## Goal
Please turn every line of the records below into a numbered list, omitting any blank lines.

## Records supplied
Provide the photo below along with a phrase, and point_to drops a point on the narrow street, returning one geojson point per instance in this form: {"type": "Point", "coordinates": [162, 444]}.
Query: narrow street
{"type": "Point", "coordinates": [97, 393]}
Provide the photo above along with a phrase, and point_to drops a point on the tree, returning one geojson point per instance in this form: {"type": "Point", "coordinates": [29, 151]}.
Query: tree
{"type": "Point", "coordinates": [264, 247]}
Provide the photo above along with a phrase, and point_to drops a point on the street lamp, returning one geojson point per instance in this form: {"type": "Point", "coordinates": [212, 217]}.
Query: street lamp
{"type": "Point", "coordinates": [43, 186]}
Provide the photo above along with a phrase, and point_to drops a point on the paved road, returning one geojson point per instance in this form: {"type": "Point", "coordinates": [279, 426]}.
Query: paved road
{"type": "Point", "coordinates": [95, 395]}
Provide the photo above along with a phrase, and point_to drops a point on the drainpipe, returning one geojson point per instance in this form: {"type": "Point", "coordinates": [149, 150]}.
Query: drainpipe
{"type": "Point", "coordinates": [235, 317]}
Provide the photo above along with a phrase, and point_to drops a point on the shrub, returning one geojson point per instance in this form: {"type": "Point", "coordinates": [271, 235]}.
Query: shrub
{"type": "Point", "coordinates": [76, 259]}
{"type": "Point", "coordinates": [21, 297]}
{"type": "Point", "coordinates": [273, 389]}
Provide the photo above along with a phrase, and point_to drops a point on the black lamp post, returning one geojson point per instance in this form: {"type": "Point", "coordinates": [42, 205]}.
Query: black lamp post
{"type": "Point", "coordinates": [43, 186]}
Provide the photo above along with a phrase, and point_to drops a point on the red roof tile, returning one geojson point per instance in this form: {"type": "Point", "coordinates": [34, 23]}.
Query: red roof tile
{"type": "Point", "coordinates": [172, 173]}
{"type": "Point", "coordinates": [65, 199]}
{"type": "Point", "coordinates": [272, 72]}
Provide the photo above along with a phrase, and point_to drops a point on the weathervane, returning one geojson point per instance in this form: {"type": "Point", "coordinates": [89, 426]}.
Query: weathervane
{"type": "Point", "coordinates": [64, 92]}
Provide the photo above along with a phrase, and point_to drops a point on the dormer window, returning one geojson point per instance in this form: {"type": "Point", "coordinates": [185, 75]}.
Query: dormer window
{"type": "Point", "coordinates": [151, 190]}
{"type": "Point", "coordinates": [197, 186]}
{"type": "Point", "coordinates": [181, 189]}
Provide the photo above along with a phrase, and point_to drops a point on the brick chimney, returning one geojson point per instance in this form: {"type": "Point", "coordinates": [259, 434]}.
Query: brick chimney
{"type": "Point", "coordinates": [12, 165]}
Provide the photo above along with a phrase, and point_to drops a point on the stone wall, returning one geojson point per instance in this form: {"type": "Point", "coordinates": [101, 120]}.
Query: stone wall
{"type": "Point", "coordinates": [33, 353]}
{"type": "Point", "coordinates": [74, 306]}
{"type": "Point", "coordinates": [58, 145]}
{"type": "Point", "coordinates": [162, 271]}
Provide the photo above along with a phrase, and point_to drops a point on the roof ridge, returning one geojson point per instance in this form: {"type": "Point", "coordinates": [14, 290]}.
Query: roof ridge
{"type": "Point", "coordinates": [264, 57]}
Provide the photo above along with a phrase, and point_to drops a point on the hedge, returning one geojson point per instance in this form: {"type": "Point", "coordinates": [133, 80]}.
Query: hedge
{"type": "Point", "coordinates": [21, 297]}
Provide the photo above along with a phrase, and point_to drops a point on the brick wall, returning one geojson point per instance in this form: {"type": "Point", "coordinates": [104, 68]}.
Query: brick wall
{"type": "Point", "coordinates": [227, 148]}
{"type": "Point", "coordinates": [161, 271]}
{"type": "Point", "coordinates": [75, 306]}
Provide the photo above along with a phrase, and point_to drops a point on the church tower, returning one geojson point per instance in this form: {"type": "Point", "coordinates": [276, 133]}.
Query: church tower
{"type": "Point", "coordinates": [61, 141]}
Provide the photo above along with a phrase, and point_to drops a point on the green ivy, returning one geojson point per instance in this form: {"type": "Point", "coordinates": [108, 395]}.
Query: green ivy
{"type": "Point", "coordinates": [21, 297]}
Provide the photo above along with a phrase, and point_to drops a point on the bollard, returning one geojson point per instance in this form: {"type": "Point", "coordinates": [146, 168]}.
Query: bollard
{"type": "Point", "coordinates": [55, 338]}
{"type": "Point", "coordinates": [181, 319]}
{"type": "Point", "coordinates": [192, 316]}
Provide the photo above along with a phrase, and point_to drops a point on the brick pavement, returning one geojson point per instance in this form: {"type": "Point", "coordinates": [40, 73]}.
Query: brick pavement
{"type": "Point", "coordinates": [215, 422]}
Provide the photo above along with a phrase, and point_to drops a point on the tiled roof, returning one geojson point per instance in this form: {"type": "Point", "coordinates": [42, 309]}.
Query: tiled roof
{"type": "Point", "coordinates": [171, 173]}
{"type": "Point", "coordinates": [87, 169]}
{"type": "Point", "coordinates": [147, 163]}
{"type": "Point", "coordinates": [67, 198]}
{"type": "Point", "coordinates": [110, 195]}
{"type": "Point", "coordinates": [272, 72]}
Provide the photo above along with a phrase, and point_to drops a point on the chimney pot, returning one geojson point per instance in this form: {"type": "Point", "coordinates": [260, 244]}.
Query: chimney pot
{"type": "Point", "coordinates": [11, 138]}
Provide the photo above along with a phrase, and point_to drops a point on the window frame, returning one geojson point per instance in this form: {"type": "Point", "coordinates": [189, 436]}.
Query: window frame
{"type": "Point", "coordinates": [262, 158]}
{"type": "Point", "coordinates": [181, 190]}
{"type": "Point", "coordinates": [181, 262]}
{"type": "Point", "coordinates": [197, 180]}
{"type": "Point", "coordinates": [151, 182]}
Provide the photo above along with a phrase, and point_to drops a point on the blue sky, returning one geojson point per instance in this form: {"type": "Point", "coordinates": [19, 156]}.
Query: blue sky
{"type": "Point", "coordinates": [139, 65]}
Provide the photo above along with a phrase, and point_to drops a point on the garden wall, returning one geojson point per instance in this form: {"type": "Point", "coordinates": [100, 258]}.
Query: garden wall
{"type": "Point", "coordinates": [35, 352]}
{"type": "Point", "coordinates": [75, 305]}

## Answer in full
1. Provide the photo below along with a phrase, and point_to drops a point on the narrow street, returning one geojson point per instance in this form: {"type": "Point", "coordinates": [162, 444]}.
2. Query: narrow street
3. {"type": "Point", "coordinates": [97, 393]}
4. Provide the photo above along with a phrase, and point_to drops a point on the tree, returning one geojson point per instance in this form: {"type": "Point", "coordinates": [29, 151]}.
5. Query: tree
6. {"type": "Point", "coordinates": [264, 247]}
7. Provide the photo above along with a phrase, and point_to drops a point on the street lamp, returning one geojson point per instance in this form: {"type": "Point", "coordinates": [212, 217]}.
8. Query: street lamp
9. {"type": "Point", "coordinates": [43, 186]}
10. Provide the photo above along with a phrase, and point_to drops a point on the paved road, returning one geojson point per instance in this form: {"type": "Point", "coordinates": [279, 426]}.
11. Query: paved road
12. {"type": "Point", "coordinates": [95, 395]}
13. Provide the photo above along with a phrase, and point_to drops a point on the drainpipe, returning one geojson point per instance in this form: {"type": "Point", "coordinates": [149, 150]}.
14. Query: drainpipe
15. {"type": "Point", "coordinates": [235, 317]}
16. Provide the photo above along with a phrase, and point_to drops a point on the shrub, returning one geojson point per instance in this form: {"type": "Point", "coordinates": [271, 235]}.
17. Query: shrub
18. {"type": "Point", "coordinates": [76, 259]}
19. {"type": "Point", "coordinates": [21, 297]}
20. {"type": "Point", "coordinates": [273, 389]}
21. Provide the photo above along with a phrase, and point_to drops a point on the black lamp post, returning one geojson point per instance in this form: {"type": "Point", "coordinates": [42, 205]}.
22. Query: black lamp post
23. {"type": "Point", "coordinates": [43, 186]}
24. Provide the photo above along with a phrase, and point_to drops a point on the red roof tile, returning one geojson point per instance in this form: {"type": "Point", "coordinates": [34, 23]}.
25. Query: red roof tile
26. {"type": "Point", "coordinates": [172, 173]}
27. {"type": "Point", "coordinates": [65, 199]}
28. {"type": "Point", "coordinates": [272, 72]}
29. Provide the photo above along with a phrase, and point_to drops a point on the weathervane, returning one geojson point per instance in this form: {"type": "Point", "coordinates": [89, 426]}.
30. Query: weathervane
31. {"type": "Point", "coordinates": [64, 92]}
32. Provide the photo above along with a phrase, and point_to drops a point on the dormer window, returning one geojson point per instance in this form: {"type": "Point", "coordinates": [185, 75]}.
33. Query: dormer window
34. {"type": "Point", "coordinates": [151, 190]}
35. {"type": "Point", "coordinates": [197, 186]}
36. {"type": "Point", "coordinates": [181, 189]}
37. Provide the photo above along with a phrase, and point_to drops a point on the brick chimney, returning one geojson point per instance in this form: {"type": "Point", "coordinates": [259, 434]}.
38. Query: brick chimney
39. {"type": "Point", "coordinates": [12, 165]}
40. Provide the photo above along with a phrase, and point_to drops a point on the stone wall, returning one geojson point per instance in this form: {"type": "Point", "coordinates": [101, 120]}.
41. Query: stone wall
42. {"type": "Point", "coordinates": [33, 353]}
43. {"type": "Point", "coordinates": [74, 306]}
44. {"type": "Point", "coordinates": [58, 145]}
45. {"type": "Point", "coordinates": [162, 271]}
46. Provide the photo above along with a phrase, and point_to drops a point on the roof ridge, returning one geojson point per instance in this form: {"type": "Point", "coordinates": [14, 290]}.
47. Query: roof ridge
48. {"type": "Point", "coordinates": [264, 57]}
49. Provide the photo above along with a phrase, and point_to drops a point on the hedge, returning one geojson point per instance in this form: {"type": "Point", "coordinates": [133, 80]}.
50. Query: hedge
51. {"type": "Point", "coordinates": [21, 297]}
52. Provide the photo above along with a phrase, and point_to drops a point on the brick wall, returning one geojson point per instance in this form: {"type": "Point", "coordinates": [104, 68]}.
53. Query: brick wall
54. {"type": "Point", "coordinates": [227, 148]}
55. {"type": "Point", "coordinates": [161, 271]}
56. {"type": "Point", "coordinates": [75, 306]}
57. Provide the photo above along with a phrase, and point_to drops a point on the church tower, returning one geojson point per instance in this form: {"type": "Point", "coordinates": [276, 133]}.
58. Query: church tower
59. {"type": "Point", "coordinates": [61, 141]}
60. Provide the photo above along with a phrase, and point_to drops a point on the green ivy, returning one geojson point per instance in this form: {"type": "Point", "coordinates": [108, 395]}.
61. Query: green ivy
62. {"type": "Point", "coordinates": [21, 297]}
63. Provide the photo above along with a phrase, and point_to drops a point on the bollard, returning one geojson point per instance in this form: {"type": "Point", "coordinates": [146, 168]}.
64. Query: bollard
65. {"type": "Point", "coordinates": [55, 338]}
66. {"type": "Point", "coordinates": [181, 319]}
67. {"type": "Point", "coordinates": [192, 316]}
68. Provide the photo above along with a phrase, and point_to drops a point on the brick pavement, returning one geojson point per instance in this form: {"type": "Point", "coordinates": [40, 73]}.
69. Query: brick pavement
70. {"type": "Point", "coordinates": [215, 422]}
71. Provide the photo above along with a phrase, and point_to drops a point on the tiled roof, returning one geojson point per instance in this form: {"type": "Point", "coordinates": [42, 309]}.
72. Query: tiled roof
73. {"type": "Point", "coordinates": [171, 173]}
74. {"type": "Point", "coordinates": [87, 169]}
75. {"type": "Point", "coordinates": [147, 163]}
76. {"type": "Point", "coordinates": [67, 198]}
77. {"type": "Point", "coordinates": [110, 195]}
78. {"type": "Point", "coordinates": [272, 72]}
79. Provide the photo above along with a phrase, and point_to drops a point on the chimney pot, returning one geojson point per instance in this form: {"type": "Point", "coordinates": [260, 244]}.
80. Query: chimney pot
81. {"type": "Point", "coordinates": [11, 138]}
82. Provide the photo above along with a phrase, and point_to drops a point on the window frame, returning one geojson point per instance in this form: {"type": "Point", "coordinates": [189, 436]}.
83. Query: window frame
84. {"type": "Point", "coordinates": [262, 158]}
85. {"type": "Point", "coordinates": [181, 190]}
86. {"type": "Point", "coordinates": [181, 262]}
87. {"type": "Point", "coordinates": [197, 180]}
88. {"type": "Point", "coordinates": [151, 182]}
89. Provide the photo above along with a phrase, and point_to drops a point on the blue sky, returning one geojson point per instance in this form: {"type": "Point", "coordinates": [19, 156]}.
90. Query: blue sky
91. {"type": "Point", "coordinates": [139, 65]}
92. Provide the photo above along with a phrase, and point_to drops a point on the garden wall, returning one geojson point per instance in this form: {"type": "Point", "coordinates": [100, 258]}.
93. Query: garden wall
94. {"type": "Point", "coordinates": [35, 352]}
95. {"type": "Point", "coordinates": [75, 305]}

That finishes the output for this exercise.